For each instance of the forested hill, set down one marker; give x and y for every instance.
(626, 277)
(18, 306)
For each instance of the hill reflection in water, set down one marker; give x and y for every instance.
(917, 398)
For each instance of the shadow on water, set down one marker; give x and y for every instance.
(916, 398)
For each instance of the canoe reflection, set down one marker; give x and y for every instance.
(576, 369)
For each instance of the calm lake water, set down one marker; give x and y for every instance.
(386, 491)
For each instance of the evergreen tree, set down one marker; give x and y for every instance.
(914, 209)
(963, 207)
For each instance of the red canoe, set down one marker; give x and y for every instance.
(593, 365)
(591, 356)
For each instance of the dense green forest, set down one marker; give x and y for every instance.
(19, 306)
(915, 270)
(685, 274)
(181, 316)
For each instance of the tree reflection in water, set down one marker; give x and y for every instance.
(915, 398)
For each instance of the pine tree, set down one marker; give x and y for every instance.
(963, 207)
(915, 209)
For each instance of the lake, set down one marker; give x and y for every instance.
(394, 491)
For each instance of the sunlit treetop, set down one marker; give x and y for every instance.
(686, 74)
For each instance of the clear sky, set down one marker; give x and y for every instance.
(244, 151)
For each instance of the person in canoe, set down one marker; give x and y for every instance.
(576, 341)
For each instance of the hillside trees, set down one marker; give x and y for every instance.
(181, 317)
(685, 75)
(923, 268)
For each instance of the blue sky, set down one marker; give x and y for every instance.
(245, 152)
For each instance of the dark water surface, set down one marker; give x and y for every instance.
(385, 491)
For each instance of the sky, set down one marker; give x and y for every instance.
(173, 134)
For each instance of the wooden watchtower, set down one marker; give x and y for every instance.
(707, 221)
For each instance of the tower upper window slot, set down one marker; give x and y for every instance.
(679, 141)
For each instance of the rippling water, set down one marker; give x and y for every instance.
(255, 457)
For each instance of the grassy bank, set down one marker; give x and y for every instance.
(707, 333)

────────────────

REQUIREMENT: Edit all the records above by changing each "set down one marker" to "place a single point", keeping everything else the same.

WRITTEN ANSWER:
For each instance of the forested hill, place a single point; give x and y for every instance.
(626, 277)
(18, 306)
For each instance of the hill reflection in water, place a single point; give x and y for every instance.
(917, 398)
For each instance of the shadow on water, place a single point; give x and y for every instance.
(916, 398)
For each instance of the canoe reflection, place a single point; give x and y for every instance.
(576, 369)
For each instance of the calm lake water, place a single point; give x and y for every instance.
(386, 491)
For each instance of the evergreen tree, place a single point; give x and y for every instance.
(914, 209)
(963, 207)
For each instance of the red canoe, place a single point; give x and y for every instance.
(593, 365)
(591, 356)
For each instance of the dense green forest, place a single point; give x and y for every instance.
(19, 306)
(915, 270)
(685, 274)
(181, 316)
For each instance of the tree reflection in water, place a single point; give x and y for every instance.
(915, 398)
For each instance of the pine tree, place a single point; give x and y for every instance.
(963, 207)
(915, 209)
For each instance of the lake, place a single point; give x and y for every instance.
(394, 491)
For each instance of the sunlit treetop, place a single point; give x and y for every instance.
(686, 74)
For each instance of the clear sky, place a single point; give x and y for every instance.
(244, 151)
For each instance of the person in canoe, place a single point; give x and y for every instance.
(576, 341)
For each instance of the hillside trees, place a single point; give x and y for every instance.
(181, 317)
(685, 75)
(923, 268)
For each instance of the blue sky, place a single point; give x and y for every instance.
(245, 152)
For each instance of the dark water surface, place a single point; give x and y for every instance.
(385, 491)
For each instance of the sky, place a single point; give x and y for every instance.
(173, 134)
For each instance of the wooden watchtower, place a single point; give x and y for every instance.
(707, 221)
For each instance of the tower upper window slot, place a single point; give x and y for every instance.
(679, 141)
For each instance of the rippling water, place a single point; give x and y for every instance.
(255, 457)
For each instance of the grassy bank, place a single point; give x and y for every instance.
(707, 333)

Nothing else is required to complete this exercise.